EXTRAIT DU TEXTE =
--*--

Les élections ont été annulées par Abbas sous le prétexte que les Palestiniens n’étaient pas autorisés par Israël à voter à Jérusalem. Mais si le scrutin avait eu lieu, la liste d’Abbas aurait été décimée, car le Fatah aurait été divisé en deux ou trois factions concurrentes, dirigées par Marwan Barghouti, emprisonné, et Mohammed Dahlan, en exil.
Le Hamas lui-même ne s’attendait pas à faire aussi bien en 2021 qu’en 2006, lorsqu’il est devenu la faction majoritaire en Cisjordanie occupée et à Gaza. En effet, il y a eu un débat vigoureux au sein du mouvement quant à la sagesse de se présenter à une élection, dont les chances de réussite étaient en défaveur du Hamas. Les dirigeants ont calculé, à juste titre, qu’Abbas serait le premier à céder, et ce calcul leur a donné raison.
En tout état de cause, leur statut a été considérablement renforcé parmi les Palestiniens par la décision de l’aile militaire de tirer une volée de missiles au-dessus de Jérusalem, acte qui a déclenché la guerre de mai. Alors que le Fatah se figeait face aux incursions quotidiennes de la police israélienne dans le complexe d’al-Aqsa, le Hamas était considéré - aux yeux des habitants de Jérusalem et des Palestiniens d’Israël et de Cisjordanie - comme faisant quelque chose pour résister à l’occupation.
C’est une chose que ni Israël, ni Patel, ni le lobby pro-israélien au Royaume-Uni ne semblent comprendre.
Une large portée politique
Le Hamas est soutenu par de nombreux Palestiniens qui ne sont pas nécessairement favorables à la résistance armée, aux roquettes ou aux bombes humaines. Ils sont soutenus par de nombreuses familles palestiniennes chrétiennes de Bethléem.
Pourquoi ? Parce que le Hamas n’est pas considéré comme corrompu, comme le sont devenus le Fatah et l’AP ; il n’a pas reconnu Israël ; il n’ouvre pas chaque nuit les portes de la Cisjordanie aux forces israéliennes ; et il résiste à l’occupation. C’est l’opinion de nombreux Palestiniens qui sont laïques ou, s’ils sont religieux, ne s’identifient pas comme islamistes. C’est également le point de vue de nombreux Palestiniens ayant la citoyenneté israélienne qui vivent dans l’Israël de 1948.
Bien sûr, beaucoup ne le font pas, et il existe un parti islamiste qui soutient le gouvernement israélien. Mais le fait est que la portée politique du Hamas s’étend bien au-delà de Gaza même. Que Patel et le ministère de l’Intérieur le veuillent ou non, telle est la réalité en Cisjordanie occupée.
Ce soutien plus large inquiète les services de renseignements militaires israéliens. Israël pense pouvoir traiter avec le Hamas en tant qu’organisation militante ; en tant que telle, la résistance pacifique ou non violente est une source d’inquiétude. C’est pourquoi l’unité 8200, l’unité d’élite du renseignement électromagnétique israélien, et le Shin Bet déploient de gros efforts pour intercepter les conversations afin de trouver des leviers qu’ils peuvent utiliser pour obtenir des informateurs - des détails sur l’infidélité conjugale, les dettes, l’homosexualité - tout ce qui peut être utilisé pour déchirer la société palestinienne.

--*--

DONNÉES =
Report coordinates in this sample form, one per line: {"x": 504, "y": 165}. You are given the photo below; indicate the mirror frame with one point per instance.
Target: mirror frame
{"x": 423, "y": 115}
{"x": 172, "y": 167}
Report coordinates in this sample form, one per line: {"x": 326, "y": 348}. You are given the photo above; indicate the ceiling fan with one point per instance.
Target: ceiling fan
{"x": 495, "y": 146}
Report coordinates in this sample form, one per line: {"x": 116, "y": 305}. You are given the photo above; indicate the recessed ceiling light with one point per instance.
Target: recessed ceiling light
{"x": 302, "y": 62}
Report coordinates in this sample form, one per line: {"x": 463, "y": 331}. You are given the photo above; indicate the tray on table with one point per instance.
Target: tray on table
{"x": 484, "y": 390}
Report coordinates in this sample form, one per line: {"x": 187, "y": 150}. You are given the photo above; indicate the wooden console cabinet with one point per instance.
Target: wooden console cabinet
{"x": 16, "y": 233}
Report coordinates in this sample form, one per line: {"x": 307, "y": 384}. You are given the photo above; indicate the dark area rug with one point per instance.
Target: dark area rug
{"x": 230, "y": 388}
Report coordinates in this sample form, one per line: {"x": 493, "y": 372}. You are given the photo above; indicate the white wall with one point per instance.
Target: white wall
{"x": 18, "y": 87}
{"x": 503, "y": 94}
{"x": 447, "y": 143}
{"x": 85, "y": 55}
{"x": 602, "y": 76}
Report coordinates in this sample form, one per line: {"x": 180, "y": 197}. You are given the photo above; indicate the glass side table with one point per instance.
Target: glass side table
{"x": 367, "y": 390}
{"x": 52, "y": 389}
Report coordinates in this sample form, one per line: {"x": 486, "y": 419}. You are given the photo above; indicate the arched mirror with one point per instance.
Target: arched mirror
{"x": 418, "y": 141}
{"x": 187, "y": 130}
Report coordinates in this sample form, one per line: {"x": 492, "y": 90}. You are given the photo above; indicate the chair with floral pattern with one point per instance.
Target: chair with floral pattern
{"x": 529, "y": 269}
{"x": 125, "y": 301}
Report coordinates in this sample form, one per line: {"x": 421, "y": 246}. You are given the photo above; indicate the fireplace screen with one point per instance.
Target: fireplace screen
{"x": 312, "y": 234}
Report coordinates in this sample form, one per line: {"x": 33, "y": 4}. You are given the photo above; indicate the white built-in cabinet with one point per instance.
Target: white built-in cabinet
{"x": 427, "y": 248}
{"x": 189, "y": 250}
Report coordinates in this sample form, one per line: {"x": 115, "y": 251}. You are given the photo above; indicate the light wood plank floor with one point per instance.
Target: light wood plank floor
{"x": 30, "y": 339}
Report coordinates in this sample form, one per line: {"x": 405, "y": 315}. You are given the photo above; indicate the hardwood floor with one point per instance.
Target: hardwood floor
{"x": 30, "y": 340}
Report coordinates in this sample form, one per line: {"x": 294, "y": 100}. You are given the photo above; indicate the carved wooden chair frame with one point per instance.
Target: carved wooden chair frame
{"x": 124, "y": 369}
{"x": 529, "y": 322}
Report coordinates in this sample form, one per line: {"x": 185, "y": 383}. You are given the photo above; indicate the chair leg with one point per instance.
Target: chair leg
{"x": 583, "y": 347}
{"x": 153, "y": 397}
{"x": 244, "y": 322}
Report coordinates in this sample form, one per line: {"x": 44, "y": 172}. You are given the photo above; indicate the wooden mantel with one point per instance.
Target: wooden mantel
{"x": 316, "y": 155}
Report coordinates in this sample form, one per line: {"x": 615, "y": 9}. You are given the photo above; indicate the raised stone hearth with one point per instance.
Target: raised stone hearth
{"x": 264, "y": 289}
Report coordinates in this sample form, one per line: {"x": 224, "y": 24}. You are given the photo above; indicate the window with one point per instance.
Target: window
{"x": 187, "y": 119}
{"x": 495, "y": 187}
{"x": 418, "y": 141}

--*--

TRAVAIL DEMANDÉ =
• a. Relevez toutes les personnes désignées par leur nom dans l'extrait consacré au Hamas et aux élections palestiniennes.
• b. Poursuivez l'extrait consacré au Hamas et aux élections palestiniennes en reprenant après sa dernière phrase.
Les enregistrements proviennent d'une source sans lien avec l'extrait.

RÉPONSES AUX CONSIGNES =
• a. Abbas, Marwan Barghouti, Mohammed Dahlan, Patel

• b.
À ces Palestiniens, Patel et le Royaume-Uni envoient un message : Vous pouvez avoir la démocratie, à condition de voter pour le bon parti, et à condition que le parti pour lequel vous votez accepte le droit des troupes israéliennes de faire des raids et de terroriser vos maisons et vos familles chaque nuit.
Le message est également que toute autre option de résistance à l’occupation est exclue. Choisissez la non-violence, comme le boycott, le désinvestissement et les sanctions (BDS), et vous serez étiqueté antisémite. Quoi qu’il fasse, Israël ne peut être sanctionné. Quoi qu’il fasse, Israël ne peut être poursuivi par la Cour pénale internationale pour crimes de guerre, dont l’enquête actuelle a été condamnée par les États-Unis et le Royaume-Uni.
Approfondir le conflit
Que pouvez-vous donc faire exactement, si vous êtes un Palestinien vivant sous occupation israélienne en Cisjordanie, à Jérusalem-Est ou à Gaza ? Pour la diaspora palestinienne, en particulier au Royaume-Uni, cette décision envoie un message encore plus dommageable.
Exactement comme cela avait été prévu lorsque l’antisémitisme a été élargi par une "définition de travail", qui inclut des exemples tels que le fait de tenir les Juifs collectivement responsables des actions de l’État d’Israël, la capacité de quiconque en Grande-Bretagne à soutenir la cause palestinienne est diminuée.
Essayez d’organiser une exposition, et vous aurez de plus en plus de mal à trouver une salle. Organisez une réunion dans une université, et vous serez surveillé par Prevent. Vous pourriez être ciblé sur les médias sociaux comme antisémite et perdre votre emploi. Désormais, vous pouvez également être considéré comme un partisan d’une organisation interdite et être emprisonné pendant 14 ans, ou perdre votre citoyenneté sans aucun recours à un tribunal.
Rien de tout cela ne résoudra le conflit. Cela ne fera que l’approfondir. Patel a fait quelque chose que même Blair n’aurait pas fait, malgré toute sa haine de l’islam politique.
Blair, qui s’était engagé en 2015 dans sept cycles de négociations avec Khaled Meshaal, alors directeur politique du Hamas à Doha, a déclaré deux ans plus tard qu’il regrettait que le Royaume-Uni et d’autres pays occidentaux aient exclu le Hamas de la table des négociations et soutenu le blocus israélien de Gaza - et il a reconnu que le Royaume-Uni avait maintenu un dialogue informel avec le groupe.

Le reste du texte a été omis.